Gather every line below that contains the word "tower", and copy each one in full.

* * *

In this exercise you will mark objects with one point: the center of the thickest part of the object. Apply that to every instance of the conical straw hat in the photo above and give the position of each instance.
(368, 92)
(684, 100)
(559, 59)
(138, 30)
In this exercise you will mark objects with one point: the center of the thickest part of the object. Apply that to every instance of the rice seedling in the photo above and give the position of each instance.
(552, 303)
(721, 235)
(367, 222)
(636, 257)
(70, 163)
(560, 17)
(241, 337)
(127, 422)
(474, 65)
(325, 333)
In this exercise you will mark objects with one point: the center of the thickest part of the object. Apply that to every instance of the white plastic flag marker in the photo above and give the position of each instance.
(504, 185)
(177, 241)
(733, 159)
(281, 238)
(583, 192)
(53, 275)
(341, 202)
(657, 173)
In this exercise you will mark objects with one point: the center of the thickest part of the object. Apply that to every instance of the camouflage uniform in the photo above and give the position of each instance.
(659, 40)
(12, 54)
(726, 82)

* * *

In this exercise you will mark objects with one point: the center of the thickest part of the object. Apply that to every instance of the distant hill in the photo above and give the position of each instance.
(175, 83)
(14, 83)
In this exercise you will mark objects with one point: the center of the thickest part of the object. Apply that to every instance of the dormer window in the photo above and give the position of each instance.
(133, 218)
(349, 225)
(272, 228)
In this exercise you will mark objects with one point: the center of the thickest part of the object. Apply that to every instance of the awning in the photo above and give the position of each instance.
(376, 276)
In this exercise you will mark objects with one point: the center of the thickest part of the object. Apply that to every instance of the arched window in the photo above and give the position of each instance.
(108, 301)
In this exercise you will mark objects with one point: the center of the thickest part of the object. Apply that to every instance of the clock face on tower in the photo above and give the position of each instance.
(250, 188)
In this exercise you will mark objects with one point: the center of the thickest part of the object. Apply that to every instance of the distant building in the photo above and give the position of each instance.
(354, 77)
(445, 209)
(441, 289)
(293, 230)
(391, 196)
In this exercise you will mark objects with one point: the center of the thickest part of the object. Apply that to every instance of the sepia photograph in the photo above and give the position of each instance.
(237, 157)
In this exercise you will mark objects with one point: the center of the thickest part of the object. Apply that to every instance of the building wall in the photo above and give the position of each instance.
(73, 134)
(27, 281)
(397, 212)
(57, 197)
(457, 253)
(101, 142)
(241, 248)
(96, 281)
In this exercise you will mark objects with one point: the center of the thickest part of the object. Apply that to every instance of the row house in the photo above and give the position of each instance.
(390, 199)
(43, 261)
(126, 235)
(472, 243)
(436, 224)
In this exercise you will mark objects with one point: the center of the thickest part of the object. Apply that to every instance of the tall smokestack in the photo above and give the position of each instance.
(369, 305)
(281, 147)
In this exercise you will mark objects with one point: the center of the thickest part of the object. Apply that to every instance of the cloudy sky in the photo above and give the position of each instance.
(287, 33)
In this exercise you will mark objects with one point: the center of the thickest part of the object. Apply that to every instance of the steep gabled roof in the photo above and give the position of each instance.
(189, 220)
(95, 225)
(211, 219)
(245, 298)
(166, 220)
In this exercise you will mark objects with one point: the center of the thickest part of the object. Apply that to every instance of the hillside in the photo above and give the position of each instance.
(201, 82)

* * *

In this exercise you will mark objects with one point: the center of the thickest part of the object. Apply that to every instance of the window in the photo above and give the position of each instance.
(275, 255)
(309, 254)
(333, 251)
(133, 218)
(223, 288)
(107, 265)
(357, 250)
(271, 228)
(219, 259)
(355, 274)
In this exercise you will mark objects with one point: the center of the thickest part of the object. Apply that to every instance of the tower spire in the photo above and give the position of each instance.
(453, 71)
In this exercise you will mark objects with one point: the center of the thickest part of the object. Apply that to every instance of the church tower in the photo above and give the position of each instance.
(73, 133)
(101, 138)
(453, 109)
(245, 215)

* * *

RESPONSE FOR THIS EXERCISE –
In this exercise you will mark objects with one point: the center of the thickest part of the object. Apply that to every instance of the clock face on tower in the photo above and give the position of each instance.
In this exercise you will mark objects with one point: the center of the thickest part of the object. Apply that to every instance of the tower spire in the photo above and give the position of each instance.
In this exercise you will mark objects with one point: the center of the thickest part of the object. Apply that to every instance of the church tower in the photo above and give the position of each instance.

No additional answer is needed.